(Excerpts of labeled region data)
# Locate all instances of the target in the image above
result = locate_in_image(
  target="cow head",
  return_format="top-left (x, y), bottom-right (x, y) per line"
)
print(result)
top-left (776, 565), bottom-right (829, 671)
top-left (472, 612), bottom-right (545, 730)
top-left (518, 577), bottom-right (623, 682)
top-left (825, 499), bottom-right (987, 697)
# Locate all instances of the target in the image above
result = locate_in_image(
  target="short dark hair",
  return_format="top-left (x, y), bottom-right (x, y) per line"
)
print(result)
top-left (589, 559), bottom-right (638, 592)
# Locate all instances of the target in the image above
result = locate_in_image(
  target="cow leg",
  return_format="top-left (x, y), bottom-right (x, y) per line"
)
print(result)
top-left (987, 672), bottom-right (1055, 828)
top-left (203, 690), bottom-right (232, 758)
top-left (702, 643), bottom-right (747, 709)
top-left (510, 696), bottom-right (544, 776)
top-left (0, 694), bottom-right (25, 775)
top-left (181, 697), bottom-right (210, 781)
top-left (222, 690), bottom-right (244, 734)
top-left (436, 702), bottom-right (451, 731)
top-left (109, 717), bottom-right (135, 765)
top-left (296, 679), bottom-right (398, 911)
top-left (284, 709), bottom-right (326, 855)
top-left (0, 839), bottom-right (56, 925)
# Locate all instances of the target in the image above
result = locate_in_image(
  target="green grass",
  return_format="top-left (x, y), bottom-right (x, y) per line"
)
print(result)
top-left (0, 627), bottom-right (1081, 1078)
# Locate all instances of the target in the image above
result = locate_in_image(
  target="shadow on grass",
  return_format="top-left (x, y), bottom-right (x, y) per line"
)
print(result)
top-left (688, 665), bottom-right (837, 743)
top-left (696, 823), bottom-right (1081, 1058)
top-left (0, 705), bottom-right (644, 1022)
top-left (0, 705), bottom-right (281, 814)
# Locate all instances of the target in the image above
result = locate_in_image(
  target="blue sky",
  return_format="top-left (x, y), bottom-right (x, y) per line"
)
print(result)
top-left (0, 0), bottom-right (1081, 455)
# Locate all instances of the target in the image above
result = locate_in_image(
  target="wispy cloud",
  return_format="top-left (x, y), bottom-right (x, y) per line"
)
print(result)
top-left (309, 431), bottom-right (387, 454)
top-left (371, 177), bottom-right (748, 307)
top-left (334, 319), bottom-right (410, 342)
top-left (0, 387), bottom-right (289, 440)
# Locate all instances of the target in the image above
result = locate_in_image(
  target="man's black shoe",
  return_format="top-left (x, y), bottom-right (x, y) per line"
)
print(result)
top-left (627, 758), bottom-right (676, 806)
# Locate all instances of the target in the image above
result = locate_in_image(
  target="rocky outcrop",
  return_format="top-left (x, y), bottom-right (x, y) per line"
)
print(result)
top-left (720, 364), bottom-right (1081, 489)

EXERCISE: Put every line of the listing above into a JSON list of strings, one string per line, leaving out any blank lines.

EXERCISE SOLUTION:
[
  "# Locate all instances of the target in the image above",
  "result = locate_in_image(",
  "  target=\"cow head\",",
  "  return_format=\"top-left (x, y), bottom-right (x, y) per line\"",
  ")",
  "print(result)",
  "top-left (776, 565), bottom-right (829, 671)",
  "top-left (472, 612), bottom-right (545, 730)",
  "top-left (518, 577), bottom-right (623, 682)",
  "top-left (825, 499), bottom-right (987, 697)",
  "# Locate all instances of the target in the image above",
  "result = locate_in_image(",
  "  target=\"short dark hair\",",
  "  return_format=\"top-left (x, y), bottom-right (x, y) per line\"",
  ")",
  "print(result)",
  "top-left (589, 559), bottom-right (638, 592)",
  "# Locate all instances of the target in the image above",
  "result = locate_in_image(",
  "  target=\"cow leg\",",
  "  return_format=\"top-left (x, y), bottom-right (x, y) per line\"",
  ")",
  "print(result)",
  "top-left (987, 672), bottom-right (1055, 828)",
  "top-left (203, 690), bottom-right (232, 758)",
  "top-left (702, 643), bottom-right (747, 709)",
  "top-left (510, 696), bottom-right (544, 776)",
  "top-left (0, 694), bottom-right (25, 775)",
  "top-left (181, 697), bottom-right (210, 781)",
  "top-left (222, 690), bottom-right (244, 734)",
  "top-left (436, 702), bottom-right (451, 731)",
  "top-left (109, 717), bottom-right (135, 765)",
  "top-left (296, 679), bottom-right (398, 911)",
  "top-left (284, 709), bottom-right (326, 855)",
  "top-left (0, 839), bottom-right (56, 925)",
  "# Locate all instances of the target in the image above",
  "result = locate_in_image(",
  "  target=\"green grass\",",
  "  return_format=\"top-left (x, y), bottom-right (x, y) per line\"",
  ")",
  "print(result)",
  "top-left (0, 627), bottom-right (1081, 1078)",
  "# Locate all instances of the target in the image above",
  "result = locate_in_image(",
  "  target=\"shadow on grass\",",
  "  return_format=\"top-left (x, y), bottom-right (x, y) per line\"",
  ")",
  "print(result)",
  "top-left (688, 665), bottom-right (837, 743)",
  "top-left (696, 823), bottom-right (1081, 1058)",
  "top-left (0, 705), bottom-right (644, 1022)",
  "top-left (0, 705), bottom-right (281, 814)",
  "# Locate all instances of the target in the image above",
  "result = locate_in_image(",
  "  target=\"blue sky\",",
  "  return_format=\"top-left (x, y), bottom-right (x, y) per line\"",
  ")",
  "print(result)",
  "top-left (0, 0), bottom-right (1081, 455)",
  "# Locate all instances of the target in the image above",
  "result = locate_in_image(",
  "  target=\"wispy cloud\",",
  "  return_format=\"top-left (x, y), bottom-right (x, y) per line\"",
  ")",
  "print(result)",
  "top-left (309, 431), bottom-right (387, 454)",
  "top-left (371, 177), bottom-right (748, 307)",
  "top-left (334, 319), bottom-right (410, 342)",
  "top-left (0, 387), bottom-right (289, 440)",
  "# Locate all instances of the target in the image above",
  "result = locate_in_image(",
  "  target=\"man's black shoe\",",
  "  return_format=\"top-left (x, y), bottom-right (x, y) per line\"",
  ")",
  "print(result)",
  "top-left (627, 758), bottom-right (676, 806)",
  "# Locate all instances of the target in the image above",
  "result = locate_in_image(",
  "  target=\"rocky outcrop\",",
  "  return_format=\"top-left (x, y), bottom-right (x, y) per line\"",
  ")",
  "print(result)",
  "top-left (720, 364), bottom-right (1081, 489)"
]